### Selected excerpt:
Upon completion, Turenne was placed in reserve, while Bayard was deployed to the Far East, where she became the flagship of the Division navale du Tonkin (Naval Division of Tonkin), under the command of Vice Admiral Amédée Courbet. There, she saw extensive service during the Tonkin campaign, which established the French protectorate over northern Vietnam and led to the creation of French Indochina. During the war, she took part in the Battle of Thuận An in August 1883. The French intervention in Tonkin resulted in the Sino-French War between France and Qing China, which had previously maintained Tonkin in its sphere of influence. Bayard supported operations during the Keelung campaign, took part in the Battle of Shipu against the Nanyang Fleet in February 1885, and then the Pescadores campaign in March. Courbet died of cholera aboard Bayard in June.

Turenne was recommissioned in 1884 to relieve Bayard as the flagship of the division, remaining there through 1889. During this period, she cruised extensively through East Asia, visiting numerous foreign ports to show the flag. Bayard, for her part, returned home with Courbet's remains in 1885. She later served in the Escadre de la Méditerranée occidentale et du Levant (Eastern Mediterranean and Levant Squadron) from 1889 to 1892. Turenne returned to France in 1889 and was placed in reserve in April 1890. Bayard returned to the Far East in 1893, resuming her role as the divisional flagship there. She remained in East Asia through 1899. Bayard was struck from the naval register in April 1899 and was thereafter used as a storage hulk in Hạ Long Bay in northern French Indochina from 1899 to 1904, when she was sold to ship breakers. In the meantime, Turenne was struck in September 1900, placed for sale in 1901 and subsequently discarded.

### About this task:
Summarize the text about the ships Bayard and Turenne in two sentences.

### Data:

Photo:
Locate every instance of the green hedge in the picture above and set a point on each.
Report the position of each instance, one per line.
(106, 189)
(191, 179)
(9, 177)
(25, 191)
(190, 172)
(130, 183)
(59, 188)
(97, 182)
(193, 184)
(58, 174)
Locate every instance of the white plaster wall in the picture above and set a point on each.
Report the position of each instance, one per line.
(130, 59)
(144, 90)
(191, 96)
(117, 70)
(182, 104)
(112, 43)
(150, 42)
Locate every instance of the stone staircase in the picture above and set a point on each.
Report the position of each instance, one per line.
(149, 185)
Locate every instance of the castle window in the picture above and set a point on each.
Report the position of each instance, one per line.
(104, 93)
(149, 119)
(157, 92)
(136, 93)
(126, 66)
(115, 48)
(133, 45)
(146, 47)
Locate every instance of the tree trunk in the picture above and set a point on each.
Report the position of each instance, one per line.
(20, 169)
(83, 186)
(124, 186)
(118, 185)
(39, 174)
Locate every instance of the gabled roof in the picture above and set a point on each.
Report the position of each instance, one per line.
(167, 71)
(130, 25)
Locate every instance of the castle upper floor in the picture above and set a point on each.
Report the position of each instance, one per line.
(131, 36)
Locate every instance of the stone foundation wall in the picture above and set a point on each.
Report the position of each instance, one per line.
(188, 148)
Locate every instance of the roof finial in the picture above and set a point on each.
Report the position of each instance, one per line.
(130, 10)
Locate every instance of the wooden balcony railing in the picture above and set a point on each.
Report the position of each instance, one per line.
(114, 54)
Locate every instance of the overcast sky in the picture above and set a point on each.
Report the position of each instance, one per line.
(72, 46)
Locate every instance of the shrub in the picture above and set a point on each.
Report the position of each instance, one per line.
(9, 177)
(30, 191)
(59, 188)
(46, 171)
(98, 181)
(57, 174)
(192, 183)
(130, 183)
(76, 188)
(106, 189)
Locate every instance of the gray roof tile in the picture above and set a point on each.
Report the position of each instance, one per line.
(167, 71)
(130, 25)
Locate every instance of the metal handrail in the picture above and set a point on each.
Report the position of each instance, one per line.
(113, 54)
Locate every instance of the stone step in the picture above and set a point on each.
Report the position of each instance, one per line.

### Written response:
Bayard served as flagship of the Naval Division of Tonkin under Vice Admiral Courbet during the Tonkin campaign and the Sino-French War, taking part in the Battle of Thuận An, the Keelung campaign, the Battle of Shipu and the Pescadores campaign, and Courbet died of cholera aboard her in June 1885. Turenne relieved her as the division's flagship from 1884 to 1889, and both ships were later struck from the naval register: Bayard in 1899, after which she served as a storage hulk in Hạ Long Bay until she was sold to ship breakers in 1904, and Turenne in 1900.